§ **PROBLEM**:
Output exactly, please, the lines of the records below from the one containing "Task: tag one point per instance of the chandelier" through the final line.

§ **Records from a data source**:
-- -- --

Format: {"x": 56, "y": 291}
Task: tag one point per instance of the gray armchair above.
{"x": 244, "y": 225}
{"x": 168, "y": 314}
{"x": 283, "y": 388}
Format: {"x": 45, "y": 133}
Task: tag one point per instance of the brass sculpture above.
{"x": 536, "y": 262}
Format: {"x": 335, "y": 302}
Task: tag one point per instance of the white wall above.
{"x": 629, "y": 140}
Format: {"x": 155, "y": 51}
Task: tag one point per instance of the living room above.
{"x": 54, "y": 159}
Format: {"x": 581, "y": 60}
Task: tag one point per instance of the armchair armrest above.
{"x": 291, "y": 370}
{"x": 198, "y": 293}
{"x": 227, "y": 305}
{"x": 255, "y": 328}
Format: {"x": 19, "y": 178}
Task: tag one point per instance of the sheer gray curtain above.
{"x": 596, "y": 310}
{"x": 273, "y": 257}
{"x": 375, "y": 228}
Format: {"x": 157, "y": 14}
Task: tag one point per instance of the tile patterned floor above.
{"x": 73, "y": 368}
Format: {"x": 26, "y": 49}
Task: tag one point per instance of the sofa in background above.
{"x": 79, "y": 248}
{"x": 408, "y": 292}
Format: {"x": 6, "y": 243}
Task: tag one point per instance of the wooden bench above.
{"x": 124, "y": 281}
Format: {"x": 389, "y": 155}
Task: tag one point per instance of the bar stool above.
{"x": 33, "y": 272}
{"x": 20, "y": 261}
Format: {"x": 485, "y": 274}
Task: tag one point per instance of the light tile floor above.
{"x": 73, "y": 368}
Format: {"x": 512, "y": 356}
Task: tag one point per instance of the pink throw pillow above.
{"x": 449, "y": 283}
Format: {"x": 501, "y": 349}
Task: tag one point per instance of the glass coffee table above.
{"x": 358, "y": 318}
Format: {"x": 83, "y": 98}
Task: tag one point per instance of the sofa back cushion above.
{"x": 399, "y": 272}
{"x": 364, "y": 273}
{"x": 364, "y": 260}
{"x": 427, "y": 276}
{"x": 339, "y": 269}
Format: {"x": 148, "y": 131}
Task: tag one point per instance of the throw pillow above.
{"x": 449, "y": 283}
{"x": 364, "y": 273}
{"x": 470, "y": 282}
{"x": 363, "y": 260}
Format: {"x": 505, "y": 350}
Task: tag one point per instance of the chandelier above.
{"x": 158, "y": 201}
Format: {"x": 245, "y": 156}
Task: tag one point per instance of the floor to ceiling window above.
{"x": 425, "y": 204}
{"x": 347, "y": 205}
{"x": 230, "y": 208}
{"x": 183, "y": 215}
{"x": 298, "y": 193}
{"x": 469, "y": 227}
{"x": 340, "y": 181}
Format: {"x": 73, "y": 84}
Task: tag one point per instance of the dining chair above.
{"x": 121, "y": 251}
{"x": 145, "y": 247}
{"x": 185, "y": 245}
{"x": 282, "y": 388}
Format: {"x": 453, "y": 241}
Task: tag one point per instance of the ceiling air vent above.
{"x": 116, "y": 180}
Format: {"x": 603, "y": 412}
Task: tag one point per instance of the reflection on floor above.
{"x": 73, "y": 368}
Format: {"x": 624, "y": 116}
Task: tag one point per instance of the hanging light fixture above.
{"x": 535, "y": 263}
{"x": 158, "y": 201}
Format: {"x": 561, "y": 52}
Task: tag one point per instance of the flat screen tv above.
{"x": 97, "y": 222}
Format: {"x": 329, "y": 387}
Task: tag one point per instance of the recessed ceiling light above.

-- -- --

§ **THE ANSWER**:
Task: tag one point per instance of the chandelier above.
{"x": 158, "y": 201}
Format: {"x": 245, "y": 156}
Task: tag one point per instance of the floor to ceiling window above.
{"x": 425, "y": 204}
{"x": 347, "y": 205}
{"x": 230, "y": 208}
{"x": 183, "y": 215}
{"x": 298, "y": 193}
{"x": 469, "y": 227}
{"x": 340, "y": 181}
Format: {"x": 73, "y": 84}
Task: tag one point per instance of the dining chair above.
{"x": 121, "y": 251}
{"x": 145, "y": 247}
{"x": 185, "y": 245}
{"x": 282, "y": 388}
Format: {"x": 453, "y": 241}
Task: tag one point per instance of the ceiling air vent above.
{"x": 116, "y": 180}
Format: {"x": 603, "y": 412}
Task: tag one point per instance of the reflection on floor above.
{"x": 73, "y": 368}
Format: {"x": 624, "y": 116}
Task: tag one point per instance of the hanging light fixture above.
{"x": 535, "y": 263}
{"x": 158, "y": 201}
Format: {"x": 561, "y": 52}
Task: tag one point per instance of the flat screen tv above.
{"x": 97, "y": 222}
Format: {"x": 329, "y": 387}
Task: tag one point per instance of the recessed ceiling light above.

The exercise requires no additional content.